(Segmentation mask data)
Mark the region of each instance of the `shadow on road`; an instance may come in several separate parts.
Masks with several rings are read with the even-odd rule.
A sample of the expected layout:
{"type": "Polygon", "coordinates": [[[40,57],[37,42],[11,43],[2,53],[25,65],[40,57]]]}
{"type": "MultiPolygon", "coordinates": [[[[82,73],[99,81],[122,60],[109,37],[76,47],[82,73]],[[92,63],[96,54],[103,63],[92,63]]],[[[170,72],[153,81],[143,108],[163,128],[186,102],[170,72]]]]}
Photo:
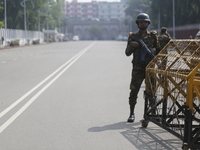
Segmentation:
{"type": "Polygon", "coordinates": [[[140,122],[119,122],[102,127],[89,128],[89,132],[124,130],[120,132],[139,150],[181,150],[182,141],[158,126],[142,128],[140,122]]]}

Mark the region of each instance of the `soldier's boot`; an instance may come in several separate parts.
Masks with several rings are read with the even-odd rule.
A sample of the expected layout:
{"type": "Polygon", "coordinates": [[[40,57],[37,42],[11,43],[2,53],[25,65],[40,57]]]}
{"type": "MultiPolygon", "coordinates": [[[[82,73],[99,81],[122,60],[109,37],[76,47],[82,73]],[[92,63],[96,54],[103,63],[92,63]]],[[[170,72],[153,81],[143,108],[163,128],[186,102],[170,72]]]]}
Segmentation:
{"type": "Polygon", "coordinates": [[[135,109],[135,106],[130,107],[130,116],[129,116],[127,122],[134,122],[135,121],[134,109],[135,109]]]}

HOW TO COMPLETE THIS TASK:
The result should be all the records, retyped exactly, with no pictures among them.

EXPECTED OUTPUT:
Mark the region of each instance of the `shadow on road`; an instance may come in several separate parts.
Masks with several rings are read with the even-odd rule.
A sample of the expected layout:
{"type": "Polygon", "coordinates": [[[40,57],[37,42],[11,43],[2,53],[25,65],[40,57]]]}
{"type": "MultiPolygon", "coordinates": [[[[82,73],[99,81],[122,60],[109,37],[76,47],[82,73]],[[92,63],[96,54],[103,63],[92,63]]],[[[170,72],[153,81],[143,108],[163,128],[186,102],[170,72]]]]}
Photo:
Segmentation:
{"type": "Polygon", "coordinates": [[[140,122],[119,122],[102,127],[89,128],[89,132],[124,130],[120,132],[139,150],[181,150],[182,141],[158,126],[142,128],[140,122]]]}

Mark the region of each instance of the `soldier's boot`; an instance may come in several separate parts.
Masks with several rings are read with the even-odd rule.
A sample of the expected layout:
{"type": "Polygon", "coordinates": [[[40,57],[37,42],[11,43],[2,53],[25,65],[40,57]]]}
{"type": "MultiPolygon", "coordinates": [[[[82,73],[99,81],[122,60],[109,37],[76,47],[82,73]],[[92,63],[96,54],[103,63],[92,63]]],[[[170,72],[153,81],[143,108],[163,128],[186,102],[170,72]]]]}
Segmentation:
{"type": "Polygon", "coordinates": [[[135,109],[135,106],[130,107],[130,116],[129,116],[127,122],[134,122],[135,121],[134,109],[135,109]]]}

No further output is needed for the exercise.